**REQUEST**
Copy out, unchanged, the part of the entries below that starts at the line containing "Please put a point on the balcony" and runs through the final line of the entries, with both of those lines included.

**SUPPLIED MATERIAL**
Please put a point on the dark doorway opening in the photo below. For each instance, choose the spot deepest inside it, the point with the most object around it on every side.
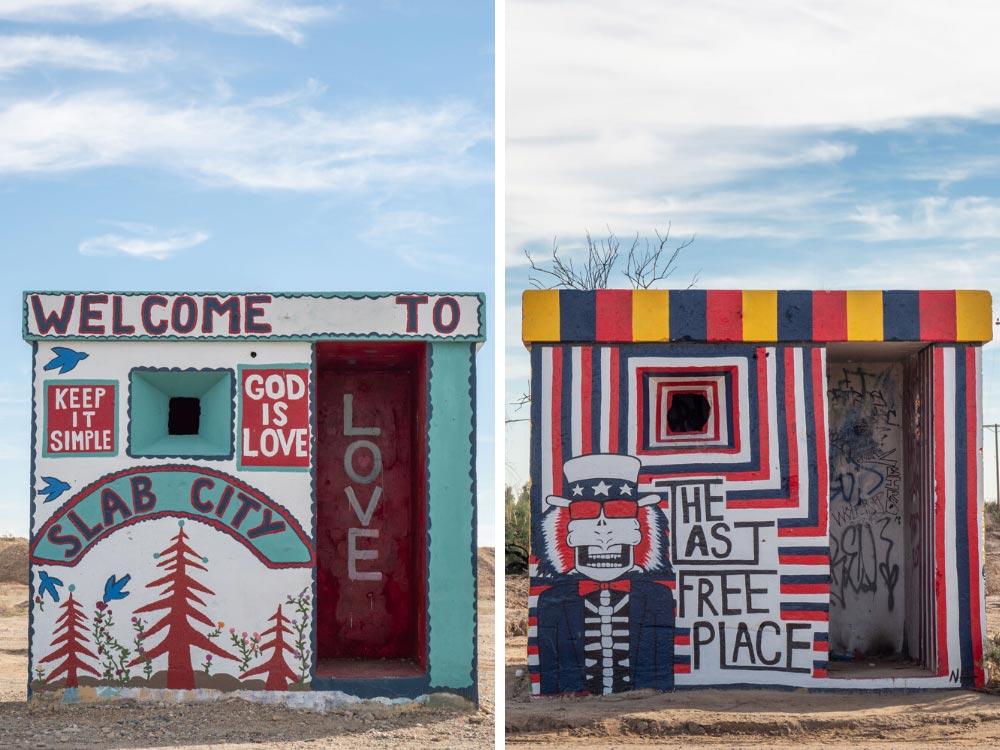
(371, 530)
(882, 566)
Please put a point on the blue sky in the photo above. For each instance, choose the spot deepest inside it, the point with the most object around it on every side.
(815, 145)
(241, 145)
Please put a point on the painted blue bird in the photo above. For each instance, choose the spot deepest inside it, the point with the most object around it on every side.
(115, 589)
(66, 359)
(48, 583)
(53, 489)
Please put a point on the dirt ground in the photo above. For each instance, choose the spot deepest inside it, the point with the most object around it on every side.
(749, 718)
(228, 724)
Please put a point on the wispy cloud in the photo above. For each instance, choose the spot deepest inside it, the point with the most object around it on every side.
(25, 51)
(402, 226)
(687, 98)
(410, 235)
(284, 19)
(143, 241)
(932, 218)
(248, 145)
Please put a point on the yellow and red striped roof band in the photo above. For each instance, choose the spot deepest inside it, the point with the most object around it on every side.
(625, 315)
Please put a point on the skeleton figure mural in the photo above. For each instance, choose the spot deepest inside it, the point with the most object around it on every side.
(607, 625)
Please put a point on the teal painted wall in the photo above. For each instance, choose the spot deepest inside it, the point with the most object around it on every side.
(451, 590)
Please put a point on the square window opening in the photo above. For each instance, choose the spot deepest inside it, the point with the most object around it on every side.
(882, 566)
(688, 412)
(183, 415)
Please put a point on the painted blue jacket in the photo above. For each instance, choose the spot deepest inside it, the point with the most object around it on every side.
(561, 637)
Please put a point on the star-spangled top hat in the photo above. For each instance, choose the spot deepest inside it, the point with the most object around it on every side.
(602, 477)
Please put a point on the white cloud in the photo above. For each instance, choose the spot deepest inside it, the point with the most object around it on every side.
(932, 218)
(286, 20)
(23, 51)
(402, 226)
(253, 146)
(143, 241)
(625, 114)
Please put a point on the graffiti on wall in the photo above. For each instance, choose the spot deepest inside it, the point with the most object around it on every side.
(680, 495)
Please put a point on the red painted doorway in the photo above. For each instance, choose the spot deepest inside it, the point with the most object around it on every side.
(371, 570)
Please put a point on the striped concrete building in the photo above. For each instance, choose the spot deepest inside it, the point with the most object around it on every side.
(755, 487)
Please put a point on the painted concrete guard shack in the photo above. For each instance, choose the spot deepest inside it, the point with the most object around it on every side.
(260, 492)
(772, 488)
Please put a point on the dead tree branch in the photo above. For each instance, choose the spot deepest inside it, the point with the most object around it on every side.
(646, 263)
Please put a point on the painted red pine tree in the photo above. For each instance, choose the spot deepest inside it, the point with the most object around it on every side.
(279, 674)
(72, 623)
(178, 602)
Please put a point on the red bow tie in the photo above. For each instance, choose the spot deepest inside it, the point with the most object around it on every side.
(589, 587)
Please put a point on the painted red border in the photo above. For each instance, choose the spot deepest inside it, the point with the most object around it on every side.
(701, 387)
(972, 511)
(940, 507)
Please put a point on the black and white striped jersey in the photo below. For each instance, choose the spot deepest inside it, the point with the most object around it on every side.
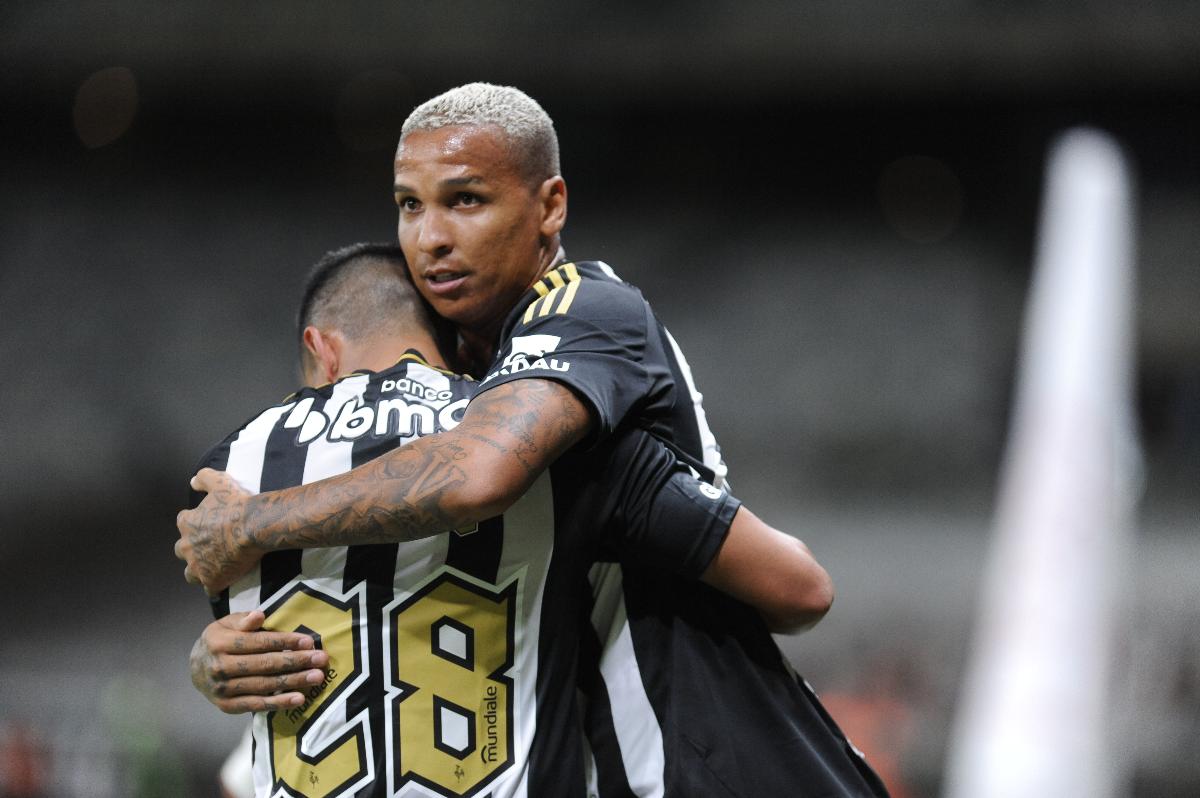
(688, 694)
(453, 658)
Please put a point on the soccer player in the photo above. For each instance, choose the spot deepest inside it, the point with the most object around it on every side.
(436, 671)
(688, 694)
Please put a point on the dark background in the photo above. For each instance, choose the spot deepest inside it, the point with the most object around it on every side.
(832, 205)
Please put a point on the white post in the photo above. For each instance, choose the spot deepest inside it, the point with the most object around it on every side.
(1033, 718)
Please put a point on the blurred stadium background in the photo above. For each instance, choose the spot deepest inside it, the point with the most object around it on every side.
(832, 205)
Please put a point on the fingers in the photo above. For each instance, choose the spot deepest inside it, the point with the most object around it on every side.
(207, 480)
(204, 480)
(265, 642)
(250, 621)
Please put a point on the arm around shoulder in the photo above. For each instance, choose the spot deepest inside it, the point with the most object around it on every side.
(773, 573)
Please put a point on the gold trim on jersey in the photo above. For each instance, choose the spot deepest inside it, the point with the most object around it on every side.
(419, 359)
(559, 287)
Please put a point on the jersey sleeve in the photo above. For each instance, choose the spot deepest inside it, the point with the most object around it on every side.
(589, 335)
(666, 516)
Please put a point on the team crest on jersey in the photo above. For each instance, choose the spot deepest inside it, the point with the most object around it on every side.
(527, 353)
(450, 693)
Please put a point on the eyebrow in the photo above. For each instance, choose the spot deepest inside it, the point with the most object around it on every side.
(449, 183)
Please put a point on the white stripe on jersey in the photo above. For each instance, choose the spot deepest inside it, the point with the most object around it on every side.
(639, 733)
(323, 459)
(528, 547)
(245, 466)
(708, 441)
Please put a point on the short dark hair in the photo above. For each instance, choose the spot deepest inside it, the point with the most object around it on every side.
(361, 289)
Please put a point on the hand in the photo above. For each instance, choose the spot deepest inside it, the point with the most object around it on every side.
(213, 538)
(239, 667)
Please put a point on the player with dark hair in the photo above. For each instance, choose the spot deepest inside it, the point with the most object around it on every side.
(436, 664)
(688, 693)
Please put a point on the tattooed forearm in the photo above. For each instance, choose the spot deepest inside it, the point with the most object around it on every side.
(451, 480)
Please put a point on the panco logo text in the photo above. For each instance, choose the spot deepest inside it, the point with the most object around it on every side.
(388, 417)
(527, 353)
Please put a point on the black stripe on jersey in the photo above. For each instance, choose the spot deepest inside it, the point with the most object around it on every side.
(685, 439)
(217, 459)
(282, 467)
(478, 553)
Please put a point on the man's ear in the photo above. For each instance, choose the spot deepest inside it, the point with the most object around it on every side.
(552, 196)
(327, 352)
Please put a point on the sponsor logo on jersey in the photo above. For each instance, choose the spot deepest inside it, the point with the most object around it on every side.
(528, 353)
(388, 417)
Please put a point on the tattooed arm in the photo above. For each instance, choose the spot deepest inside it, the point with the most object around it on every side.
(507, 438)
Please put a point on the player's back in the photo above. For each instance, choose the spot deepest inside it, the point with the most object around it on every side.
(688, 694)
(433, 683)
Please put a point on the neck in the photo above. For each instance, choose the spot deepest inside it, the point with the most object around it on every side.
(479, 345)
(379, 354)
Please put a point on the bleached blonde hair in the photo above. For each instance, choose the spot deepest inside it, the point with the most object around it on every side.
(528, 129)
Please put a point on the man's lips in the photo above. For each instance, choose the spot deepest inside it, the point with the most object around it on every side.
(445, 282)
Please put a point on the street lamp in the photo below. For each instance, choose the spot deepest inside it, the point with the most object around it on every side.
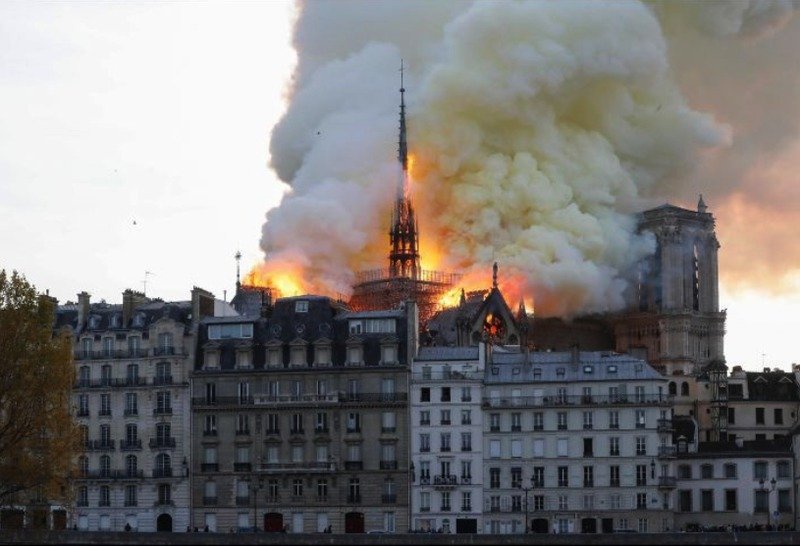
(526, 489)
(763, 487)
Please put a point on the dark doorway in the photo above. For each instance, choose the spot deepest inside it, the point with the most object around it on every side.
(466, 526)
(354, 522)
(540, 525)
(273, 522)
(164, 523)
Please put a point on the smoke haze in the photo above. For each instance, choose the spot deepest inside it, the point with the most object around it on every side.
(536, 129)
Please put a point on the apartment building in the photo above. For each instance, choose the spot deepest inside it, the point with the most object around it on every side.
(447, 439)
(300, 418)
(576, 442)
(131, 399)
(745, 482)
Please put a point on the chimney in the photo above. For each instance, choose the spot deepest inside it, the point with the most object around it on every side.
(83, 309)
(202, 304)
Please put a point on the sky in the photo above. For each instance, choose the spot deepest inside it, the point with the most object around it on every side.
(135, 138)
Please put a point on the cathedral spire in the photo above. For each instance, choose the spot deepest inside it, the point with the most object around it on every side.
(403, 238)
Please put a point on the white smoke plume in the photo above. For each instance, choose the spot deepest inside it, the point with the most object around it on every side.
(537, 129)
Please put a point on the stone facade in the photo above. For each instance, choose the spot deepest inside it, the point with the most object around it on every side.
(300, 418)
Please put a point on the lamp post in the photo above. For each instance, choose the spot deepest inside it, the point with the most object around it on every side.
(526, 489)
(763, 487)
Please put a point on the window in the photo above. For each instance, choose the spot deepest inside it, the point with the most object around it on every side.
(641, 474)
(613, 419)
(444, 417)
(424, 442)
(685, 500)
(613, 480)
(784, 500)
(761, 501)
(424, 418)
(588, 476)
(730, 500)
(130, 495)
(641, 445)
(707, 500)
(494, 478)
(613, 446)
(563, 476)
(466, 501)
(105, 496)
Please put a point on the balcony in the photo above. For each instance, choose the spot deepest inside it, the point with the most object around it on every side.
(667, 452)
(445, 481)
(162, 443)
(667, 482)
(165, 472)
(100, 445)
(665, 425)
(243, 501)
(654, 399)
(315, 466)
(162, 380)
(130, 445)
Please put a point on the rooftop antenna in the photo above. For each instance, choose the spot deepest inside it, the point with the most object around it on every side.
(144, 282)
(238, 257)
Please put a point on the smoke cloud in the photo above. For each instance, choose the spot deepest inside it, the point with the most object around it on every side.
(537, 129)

**RESPONSE TO THE EXERCISE**
Please put a point on the balcony in the photo above. For each instance, choose the spot deepest inside it, the point with the most object around it on every side.
(667, 452)
(445, 481)
(162, 443)
(667, 482)
(165, 472)
(100, 445)
(665, 425)
(243, 501)
(654, 399)
(315, 466)
(162, 380)
(130, 445)
Please put a point on the rooftop antenna in the photo above. For each instance, choose the spot deepest inside it, the point with the most object around it on every side.
(144, 282)
(238, 257)
Please put a point on the smoke cloud in the photo above. For each instance, choose the spot deepest inside it, the point with the most object around it on every side.
(537, 129)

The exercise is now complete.